◆ **Instruções de trabalho**: Passe para uma tabela Markdown os dados que vão da linha que contém "like [809, 805]." até a linha que contém "[671, 1128]", incluindo as duas, sem as linhas em branco. Use as colunas "Nº", com o número da linha na tabela, e "Linha dos dados".

◆ **Dados da tarefa**:

++++++++++++++++++++

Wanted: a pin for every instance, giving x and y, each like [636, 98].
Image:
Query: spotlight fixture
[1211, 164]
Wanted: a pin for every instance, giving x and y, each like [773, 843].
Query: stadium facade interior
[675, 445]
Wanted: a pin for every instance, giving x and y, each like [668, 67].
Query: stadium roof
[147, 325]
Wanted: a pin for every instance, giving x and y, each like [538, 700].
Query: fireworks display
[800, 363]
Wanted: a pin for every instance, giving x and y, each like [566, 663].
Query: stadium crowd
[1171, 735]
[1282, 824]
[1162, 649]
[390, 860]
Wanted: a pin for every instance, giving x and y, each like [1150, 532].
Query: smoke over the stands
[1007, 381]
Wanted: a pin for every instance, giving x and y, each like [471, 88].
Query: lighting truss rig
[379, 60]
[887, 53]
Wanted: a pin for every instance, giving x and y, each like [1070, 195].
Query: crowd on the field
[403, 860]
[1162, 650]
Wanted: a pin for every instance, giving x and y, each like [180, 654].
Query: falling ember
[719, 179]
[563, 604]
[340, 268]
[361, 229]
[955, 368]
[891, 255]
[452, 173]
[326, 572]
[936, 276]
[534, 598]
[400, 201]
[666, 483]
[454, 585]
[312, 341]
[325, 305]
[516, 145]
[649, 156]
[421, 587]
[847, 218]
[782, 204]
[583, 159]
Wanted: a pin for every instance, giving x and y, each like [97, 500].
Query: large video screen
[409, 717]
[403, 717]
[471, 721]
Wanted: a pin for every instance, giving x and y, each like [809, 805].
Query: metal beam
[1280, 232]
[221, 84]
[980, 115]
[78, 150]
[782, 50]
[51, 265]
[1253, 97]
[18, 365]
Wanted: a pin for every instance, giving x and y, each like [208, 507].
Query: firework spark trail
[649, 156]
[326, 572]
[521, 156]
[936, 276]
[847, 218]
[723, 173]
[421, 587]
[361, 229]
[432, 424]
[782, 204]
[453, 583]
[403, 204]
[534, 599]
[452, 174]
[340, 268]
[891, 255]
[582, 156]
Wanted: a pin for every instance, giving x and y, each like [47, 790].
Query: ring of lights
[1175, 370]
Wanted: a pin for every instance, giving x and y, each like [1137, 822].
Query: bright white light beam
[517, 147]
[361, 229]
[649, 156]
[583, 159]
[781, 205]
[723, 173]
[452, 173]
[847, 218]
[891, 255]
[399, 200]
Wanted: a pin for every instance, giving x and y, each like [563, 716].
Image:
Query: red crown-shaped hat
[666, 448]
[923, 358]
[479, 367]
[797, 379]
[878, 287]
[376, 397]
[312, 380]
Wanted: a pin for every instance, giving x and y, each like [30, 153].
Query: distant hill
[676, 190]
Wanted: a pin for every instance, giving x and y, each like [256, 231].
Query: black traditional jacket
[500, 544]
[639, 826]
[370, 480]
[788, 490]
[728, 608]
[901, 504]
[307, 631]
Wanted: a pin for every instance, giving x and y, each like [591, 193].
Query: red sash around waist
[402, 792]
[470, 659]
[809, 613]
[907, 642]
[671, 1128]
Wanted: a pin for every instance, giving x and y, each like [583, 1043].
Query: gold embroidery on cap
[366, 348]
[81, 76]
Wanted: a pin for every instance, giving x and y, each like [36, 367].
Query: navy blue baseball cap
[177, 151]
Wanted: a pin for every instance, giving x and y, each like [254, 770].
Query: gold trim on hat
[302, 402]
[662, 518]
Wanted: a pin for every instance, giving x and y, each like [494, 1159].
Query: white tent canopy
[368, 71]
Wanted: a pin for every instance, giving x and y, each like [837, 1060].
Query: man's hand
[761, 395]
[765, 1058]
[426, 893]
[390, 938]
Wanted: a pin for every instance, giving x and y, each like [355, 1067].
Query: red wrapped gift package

++++++++++++++++++++

◆ **Resposta final**:
| Nº | Linha dos dados |
|---|---|
| 1 | Wanted: a pin for every instance, giving x and y, each like [809, 805]. |
| 2 | Query: metal beam |
| 3 | [1280, 232] |
| 4 | [221, 84] |
| 5 | [980, 115] |
| 6 | [78, 150] |
| 7 | [782, 50] |
| 8 | [51, 265] |
| 9 | [1253, 97] |
| 10 | [18, 365] |
| 11 | Wanted: a pin for every instance, giving x and y, each like [208, 507]. |
| 12 | Query: firework spark trail |
| 13 | [649, 156] |
| 14 | [326, 572] |
| 15 | [521, 156] |
| 16 | [936, 276] |
| 17 | [847, 218] |
| 18 | [723, 173] |
| 19 | [421, 587] |
| 20 | [361, 229] |
| 21 | [432, 424] |
| 22 | [782, 204] |
| 23 | [453, 583] |
| 24 | [403, 204] |
| 25 | [534, 599] |
| 26 | [452, 174] |
| 27 | [340, 268] |
| 28 | [891, 255] |
| 29 | [582, 156] |
| 30 | Wanted: a pin for every instance, giving x and y, each like [47, 790]. |
| 31 | Query: ring of lights |
| 32 | [1175, 370] |
| 33 | Wanted: a pin for every instance, giving x and y, each like [1137, 822]. |
| 34 | Query: bright white light beam |
| 35 | [517, 147] |
| 36 | [361, 229] |
| 37 | [649, 156] |
| 38 | [583, 159] |
| 39 | [781, 205] |
| 40 | [723, 173] |
| 41 | [452, 173] |
| 42 | [847, 218] |
| 43 | [891, 255] |
| 44 | [399, 200] |
| 45 | Wanted: a pin for every instance, giving x and y, each like [563, 716]. |
| 46 | Image: |
| 47 | Query: red crown-shaped hat |
| 48 | [666, 448] |
| 49 | [923, 358] |
| 50 | [479, 367] |
| 51 | [797, 379] |
| 52 | [878, 287] |
| 53 | [376, 397] |
| 54 | [312, 380] |
| 55 | Wanted: a pin for every instance, giving x and y, each like [30, 153]. |
| 56 | Query: distant hill |
| 57 | [676, 190] |
| 58 | Wanted: a pin for every instance, giving x and y, each like [256, 231]. |
| 59 | Query: black traditional jacket |
| 60 | [500, 544] |
| 61 | [639, 826] |
| 62 | [370, 480] |
| 63 | [788, 490] |
| 64 | [728, 608] |
| 65 | [901, 504] |
| 66 | [307, 631] |
| 67 | Wanted: a pin for every instance, giving x and y, each like [591, 193]. |
| 68 | Query: red sash around waist |
| 69 | [402, 792] |
| 70 | [470, 659] |
| 71 | [809, 613] |
| 72 | [907, 642] |
| 73 | [671, 1128] |